Question about "augur refine"

Dear mentors,

I have a question regarding the --coalescent setting in the augur refine command, which offers three configurations: a coalescent time scale in units of inverse clock rate (float), optimization as a scalar (opt), or a skyline plot (skyline). How do we determine which setting is most appropriate for our data? I’ve noticed that the choice varies with different pathogens, for instance, Zika uses opt, some influenza related articles mentioned “skyline”. If we aim to construct a time-resolved tree for seasonal influenza, such as H1N1pdm09 or H3N2, how should we select the appropriate setting? Is this option essential to choose (or could I directly use this code to construct time resolved tree: augur refine -a HA_aligned.fasta --tree HA_raw.nwk --metadata HA_metadata.tsv --timetree --divergence-units mutations --output-tree HA_tree.time.nwk --output-node-data HA_refine.node.json; do I miss any necessary setting)? I’m somewhat puzzled by this and appreciate your guidance!

Hi @Emma316, the option to choose for the coalescent argument to augur refine depends primarily on the information you have about your system and the complexity of the coalescent model you need for your analysis. The best place to start on this topic is with the TreeTime paper (Sagulenko et al. 2018) which describes the algorithms behind the augur refine command. Specifically, section 2.5 of that paper describes the different coalescent models provided by TreeTime.

**Required work**
(a) Answer these questions from the augur refine thread, one per line:
(i) Which --coalescent setting does the question say Zika uses?
(ii) Which paper does the reply name as the best place to start?
(iii) Which section of that paper describes the coalescent models provided by TreeTime?
(b) Carry on writing the augur refine thread from the point where it stops.
None of the lines have any bearing on these tasks.

**Data provided**
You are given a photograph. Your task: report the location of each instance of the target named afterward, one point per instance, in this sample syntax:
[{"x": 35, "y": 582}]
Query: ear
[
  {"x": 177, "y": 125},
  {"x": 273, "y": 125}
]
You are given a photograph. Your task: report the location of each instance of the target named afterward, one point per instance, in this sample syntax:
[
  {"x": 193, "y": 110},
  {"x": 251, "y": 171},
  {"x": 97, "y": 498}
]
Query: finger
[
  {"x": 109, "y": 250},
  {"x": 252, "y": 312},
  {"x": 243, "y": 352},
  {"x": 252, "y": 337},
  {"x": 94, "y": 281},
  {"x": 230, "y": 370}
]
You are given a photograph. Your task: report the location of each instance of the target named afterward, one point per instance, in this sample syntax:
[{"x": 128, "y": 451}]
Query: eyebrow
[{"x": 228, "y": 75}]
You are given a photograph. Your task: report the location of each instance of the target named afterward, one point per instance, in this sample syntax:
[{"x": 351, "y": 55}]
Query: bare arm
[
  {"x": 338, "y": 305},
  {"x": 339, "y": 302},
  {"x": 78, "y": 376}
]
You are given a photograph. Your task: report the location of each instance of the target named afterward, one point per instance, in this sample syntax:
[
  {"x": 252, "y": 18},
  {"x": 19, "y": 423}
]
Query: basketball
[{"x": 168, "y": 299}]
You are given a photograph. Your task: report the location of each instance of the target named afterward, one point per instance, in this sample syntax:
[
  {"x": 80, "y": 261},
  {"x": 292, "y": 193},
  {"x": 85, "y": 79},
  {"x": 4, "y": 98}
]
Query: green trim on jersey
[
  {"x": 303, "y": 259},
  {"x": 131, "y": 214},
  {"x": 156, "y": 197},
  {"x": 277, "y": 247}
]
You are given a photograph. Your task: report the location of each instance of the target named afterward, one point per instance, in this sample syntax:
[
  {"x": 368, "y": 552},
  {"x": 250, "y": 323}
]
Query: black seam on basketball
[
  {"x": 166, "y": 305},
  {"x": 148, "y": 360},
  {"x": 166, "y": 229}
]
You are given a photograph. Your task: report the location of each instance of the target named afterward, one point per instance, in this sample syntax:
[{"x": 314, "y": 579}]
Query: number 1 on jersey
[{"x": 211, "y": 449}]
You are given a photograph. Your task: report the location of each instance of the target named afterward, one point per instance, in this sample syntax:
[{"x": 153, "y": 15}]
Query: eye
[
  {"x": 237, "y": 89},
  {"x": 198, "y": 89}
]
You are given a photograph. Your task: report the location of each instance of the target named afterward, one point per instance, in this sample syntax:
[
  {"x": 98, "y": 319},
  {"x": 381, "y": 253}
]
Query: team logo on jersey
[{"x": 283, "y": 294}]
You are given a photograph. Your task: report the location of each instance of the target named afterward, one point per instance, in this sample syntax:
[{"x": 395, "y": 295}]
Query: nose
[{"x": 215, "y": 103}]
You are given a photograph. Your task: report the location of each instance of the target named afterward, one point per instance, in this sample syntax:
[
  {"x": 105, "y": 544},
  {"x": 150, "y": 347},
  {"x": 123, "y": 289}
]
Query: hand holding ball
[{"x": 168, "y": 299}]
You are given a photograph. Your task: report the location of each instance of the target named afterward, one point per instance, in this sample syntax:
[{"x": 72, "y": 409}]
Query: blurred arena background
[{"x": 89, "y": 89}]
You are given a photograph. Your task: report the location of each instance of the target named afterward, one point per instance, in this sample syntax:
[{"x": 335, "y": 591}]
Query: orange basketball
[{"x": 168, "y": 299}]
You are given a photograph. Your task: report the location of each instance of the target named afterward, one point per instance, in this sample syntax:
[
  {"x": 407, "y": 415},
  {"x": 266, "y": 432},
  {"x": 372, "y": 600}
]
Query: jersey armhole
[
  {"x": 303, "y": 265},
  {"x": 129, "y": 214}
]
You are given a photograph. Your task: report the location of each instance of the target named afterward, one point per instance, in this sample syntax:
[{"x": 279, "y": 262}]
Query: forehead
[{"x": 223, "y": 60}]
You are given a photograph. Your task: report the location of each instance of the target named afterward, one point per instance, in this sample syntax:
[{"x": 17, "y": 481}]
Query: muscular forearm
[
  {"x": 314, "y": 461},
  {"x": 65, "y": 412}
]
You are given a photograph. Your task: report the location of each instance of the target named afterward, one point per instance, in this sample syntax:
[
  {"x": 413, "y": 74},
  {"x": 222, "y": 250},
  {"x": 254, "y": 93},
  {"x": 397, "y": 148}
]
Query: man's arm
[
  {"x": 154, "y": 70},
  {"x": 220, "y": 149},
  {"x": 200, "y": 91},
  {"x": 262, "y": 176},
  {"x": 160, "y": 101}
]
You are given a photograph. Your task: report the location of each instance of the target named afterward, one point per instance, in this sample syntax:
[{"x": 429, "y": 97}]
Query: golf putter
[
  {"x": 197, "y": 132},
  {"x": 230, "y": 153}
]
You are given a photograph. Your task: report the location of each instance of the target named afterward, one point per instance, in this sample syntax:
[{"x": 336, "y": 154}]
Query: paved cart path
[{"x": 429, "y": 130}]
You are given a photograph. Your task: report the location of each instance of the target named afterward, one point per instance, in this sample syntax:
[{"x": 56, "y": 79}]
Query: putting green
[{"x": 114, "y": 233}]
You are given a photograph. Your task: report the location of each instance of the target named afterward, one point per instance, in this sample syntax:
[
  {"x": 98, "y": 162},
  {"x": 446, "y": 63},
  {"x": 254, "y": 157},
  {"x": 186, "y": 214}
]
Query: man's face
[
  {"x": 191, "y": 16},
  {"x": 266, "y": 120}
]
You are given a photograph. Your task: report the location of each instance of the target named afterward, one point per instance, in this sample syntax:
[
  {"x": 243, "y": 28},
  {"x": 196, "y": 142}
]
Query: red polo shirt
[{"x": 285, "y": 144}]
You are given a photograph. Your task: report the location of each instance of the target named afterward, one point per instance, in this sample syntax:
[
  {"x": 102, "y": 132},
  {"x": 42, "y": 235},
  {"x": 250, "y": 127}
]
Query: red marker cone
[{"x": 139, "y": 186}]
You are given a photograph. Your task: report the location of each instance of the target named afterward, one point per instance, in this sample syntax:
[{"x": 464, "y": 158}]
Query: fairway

**List of answers**
(a)
(i) opt
(ii) The TreeTime paper (Sagulenko et al. 2018)
(iii) Section 2.5

(b)
If you know the coalescent rate for your system, you can specify that value as a floating point value to the --coalescent argument. If you want TreeTime to infer the coalescent rate for you as a single scalar value, you can use the “opt” or “const” values to the argument. If you want to allow the coalescent rate to change through time, you specify the “skyline” argument (see the paper for more details and a reference for this). For seasonal flu, we use the “const” argument. This inference of a scalar coalescent rate is common across Nextstrain analyses including Zika, measles, and SARS-CoV-2. Ebola is an exception to the rule and used as an example of the skyline method in the TreeTime documentation. When in doubt, you probably want to stick with the “opt” argument to the coalescent.